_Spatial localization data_

====================

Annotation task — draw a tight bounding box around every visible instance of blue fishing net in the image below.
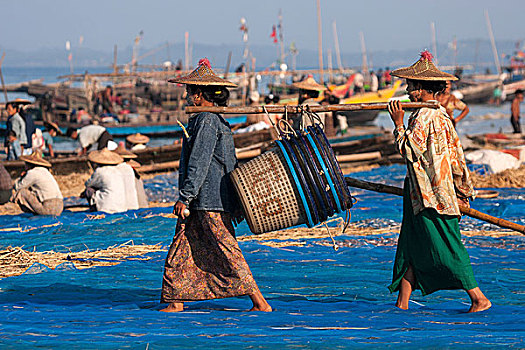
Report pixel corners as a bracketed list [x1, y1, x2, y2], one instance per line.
[0, 165, 523, 348]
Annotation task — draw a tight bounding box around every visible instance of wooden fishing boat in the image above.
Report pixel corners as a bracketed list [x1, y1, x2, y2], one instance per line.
[2, 126, 397, 177]
[454, 81, 499, 104]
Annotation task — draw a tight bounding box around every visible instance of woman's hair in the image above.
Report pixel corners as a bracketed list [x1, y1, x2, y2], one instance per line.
[408, 79, 447, 94]
[298, 89, 320, 104]
[187, 85, 230, 106]
[5, 102, 19, 111]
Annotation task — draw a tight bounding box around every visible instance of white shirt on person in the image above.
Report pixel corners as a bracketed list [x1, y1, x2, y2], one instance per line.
[14, 166, 63, 202]
[116, 162, 139, 210]
[85, 165, 127, 214]
[78, 125, 106, 149]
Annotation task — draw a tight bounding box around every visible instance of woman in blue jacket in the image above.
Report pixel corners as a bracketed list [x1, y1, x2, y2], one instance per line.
[160, 59, 271, 313]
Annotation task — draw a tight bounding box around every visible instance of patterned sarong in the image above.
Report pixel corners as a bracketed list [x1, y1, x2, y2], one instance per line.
[161, 211, 257, 303]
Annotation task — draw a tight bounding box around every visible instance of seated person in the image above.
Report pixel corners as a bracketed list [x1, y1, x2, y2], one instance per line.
[0, 163, 13, 205]
[10, 152, 63, 216]
[113, 143, 139, 210]
[114, 142, 148, 208]
[125, 133, 150, 151]
[82, 148, 127, 214]
[67, 124, 117, 156]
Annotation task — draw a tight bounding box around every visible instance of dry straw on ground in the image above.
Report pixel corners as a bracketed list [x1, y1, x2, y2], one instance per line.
[0, 240, 165, 279]
[470, 166, 525, 188]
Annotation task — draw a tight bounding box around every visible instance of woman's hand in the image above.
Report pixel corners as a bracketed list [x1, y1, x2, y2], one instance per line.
[173, 201, 188, 218]
[388, 100, 405, 127]
[457, 196, 470, 208]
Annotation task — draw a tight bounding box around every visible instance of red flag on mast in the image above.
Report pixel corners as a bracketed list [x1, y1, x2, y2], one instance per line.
[270, 25, 277, 44]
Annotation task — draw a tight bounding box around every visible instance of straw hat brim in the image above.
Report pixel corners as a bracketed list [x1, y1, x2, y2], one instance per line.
[7, 98, 32, 105]
[115, 149, 138, 159]
[88, 150, 123, 165]
[291, 81, 327, 91]
[44, 121, 63, 135]
[168, 76, 237, 87]
[20, 155, 52, 168]
[126, 134, 150, 144]
[127, 159, 142, 169]
[391, 66, 458, 81]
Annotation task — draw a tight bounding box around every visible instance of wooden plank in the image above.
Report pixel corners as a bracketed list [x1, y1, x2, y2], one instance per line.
[185, 102, 440, 115]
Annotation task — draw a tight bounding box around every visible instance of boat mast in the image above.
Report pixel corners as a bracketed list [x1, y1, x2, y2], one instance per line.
[430, 22, 439, 66]
[359, 31, 369, 74]
[316, 0, 324, 84]
[485, 10, 502, 75]
[332, 20, 344, 72]
[184, 31, 190, 71]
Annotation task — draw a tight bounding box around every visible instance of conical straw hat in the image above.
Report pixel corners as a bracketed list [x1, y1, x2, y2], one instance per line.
[126, 159, 142, 169]
[391, 51, 458, 81]
[87, 148, 123, 165]
[291, 75, 327, 91]
[6, 98, 32, 105]
[126, 133, 150, 145]
[44, 121, 63, 135]
[114, 142, 138, 159]
[20, 152, 51, 168]
[168, 58, 237, 87]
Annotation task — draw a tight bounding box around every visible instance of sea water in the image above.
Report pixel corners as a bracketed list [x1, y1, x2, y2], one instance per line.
[0, 164, 523, 349]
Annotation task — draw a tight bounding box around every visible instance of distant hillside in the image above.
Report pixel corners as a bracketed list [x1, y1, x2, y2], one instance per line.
[0, 39, 519, 74]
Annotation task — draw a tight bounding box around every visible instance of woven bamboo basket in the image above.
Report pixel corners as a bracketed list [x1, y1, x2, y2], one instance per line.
[230, 149, 305, 234]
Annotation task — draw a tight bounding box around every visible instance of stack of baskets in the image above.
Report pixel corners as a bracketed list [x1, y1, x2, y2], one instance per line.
[231, 116, 353, 234]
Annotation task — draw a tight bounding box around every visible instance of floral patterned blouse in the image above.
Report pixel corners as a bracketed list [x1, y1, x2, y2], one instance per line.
[393, 104, 475, 216]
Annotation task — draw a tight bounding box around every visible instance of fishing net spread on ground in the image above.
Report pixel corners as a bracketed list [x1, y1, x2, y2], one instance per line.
[0, 164, 523, 348]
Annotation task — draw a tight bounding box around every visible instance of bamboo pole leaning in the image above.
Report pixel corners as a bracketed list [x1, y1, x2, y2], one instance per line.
[345, 177, 525, 235]
[185, 102, 440, 115]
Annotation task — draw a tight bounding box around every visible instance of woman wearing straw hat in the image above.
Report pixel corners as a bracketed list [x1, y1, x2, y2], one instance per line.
[125, 133, 150, 151]
[113, 142, 142, 210]
[10, 152, 63, 216]
[161, 58, 271, 312]
[387, 51, 491, 313]
[291, 75, 328, 130]
[82, 148, 127, 214]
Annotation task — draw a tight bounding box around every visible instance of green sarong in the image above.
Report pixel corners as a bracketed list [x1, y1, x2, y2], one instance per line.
[388, 179, 478, 296]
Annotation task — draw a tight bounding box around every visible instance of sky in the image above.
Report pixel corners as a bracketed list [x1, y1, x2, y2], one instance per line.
[1, 0, 523, 55]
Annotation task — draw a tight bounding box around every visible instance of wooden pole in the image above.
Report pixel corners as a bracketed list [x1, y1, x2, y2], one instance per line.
[485, 10, 502, 76]
[185, 101, 440, 114]
[332, 20, 344, 72]
[345, 177, 525, 235]
[224, 51, 232, 79]
[359, 31, 369, 74]
[0, 52, 8, 102]
[316, 0, 324, 84]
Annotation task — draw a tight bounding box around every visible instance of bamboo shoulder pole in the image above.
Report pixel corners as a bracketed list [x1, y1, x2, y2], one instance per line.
[185, 101, 440, 115]
[345, 177, 525, 235]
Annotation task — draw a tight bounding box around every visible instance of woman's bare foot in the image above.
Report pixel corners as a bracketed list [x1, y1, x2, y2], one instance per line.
[468, 298, 492, 313]
[160, 302, 184, 312]
[249, 303, 272, 312]
[466, 287, 491, 313]
[248, 290, 272, 312]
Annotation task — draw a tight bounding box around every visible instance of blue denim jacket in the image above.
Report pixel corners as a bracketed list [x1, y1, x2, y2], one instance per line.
[178, 112, 239, 212]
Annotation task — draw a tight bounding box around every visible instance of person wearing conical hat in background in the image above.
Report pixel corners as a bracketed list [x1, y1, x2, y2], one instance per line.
[386, 51, 491, 313]
[82, 148, 127, 214]
[0, 162, 13, 205]
[4, 100, 27, 159]
[290, 75, 330, 130]
[161, 58, 271, 313]
[10, 152, 63, 216]
[113, 142, 144, 210]
[125, 133, 149, 151]
[42, 121, 62, 158]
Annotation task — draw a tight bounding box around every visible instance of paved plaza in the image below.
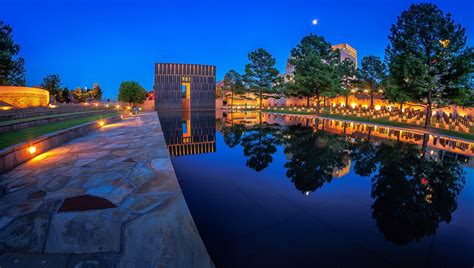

====================

_Directions for this task_
Go through the data above and print exactly the lines from its first line through the line holding "seated person in the image above.", both included, leaving pictures aside.

_Written answer_
Annotation task — draw a tight bounding box around every visible instance of blue fishing net in the image below.
Report pixel corners as a bracketed list [x1, y1, x2, y2], one instance per line.
[0, 165, 523, 348]
Annotation task — draw a tight bounding box around every visible instance of wooden fishing boat in the image above.
Report pixel corners as a bracketed list [x1, y1, x2, y2], one instance per line.
[2, 126, 397, 177]
[454, 81, 499, 104]
Annotation task — draw a tight bounding box around every visible instance of woman's hair in the image above.
Report pixel corners as a bracketed list [x1, y1, x2, y2], one instance per line.
[408, 79, 447, 94]
[298, 89, 320, 104]
[187, 85, 230, 106]
[5, 102, 19, 111]
Annotation task — draw a tight bounding box around every visible instance of white shirt on person in the image above.
Report pixel corners as a bracketed list [x1, y1, x2, y2], one instance per line.
[14, 166, 63, 202]
[116, 162, 139, 210]
[85, 165, 127, 214]
[78, 125, 106, 149]
Annotation task — draw a tight bounding box around every visible instance of woman in blue jacket in the image above.
Report pixel corners as a bracketed list [x1, y1, x2, y2], one instance per line.
[160, 59, 271, 313]
Annotation task — draw a tight bounding box around every visible instance of patterned sarong in the image above.
Report pixel corners as a bracketed list [x1, y1, x2, y2], one instance per line.
[161, 211, 257, 303]
Annotation task — draw a tight bounding box around every visible instance of seated person in the image above.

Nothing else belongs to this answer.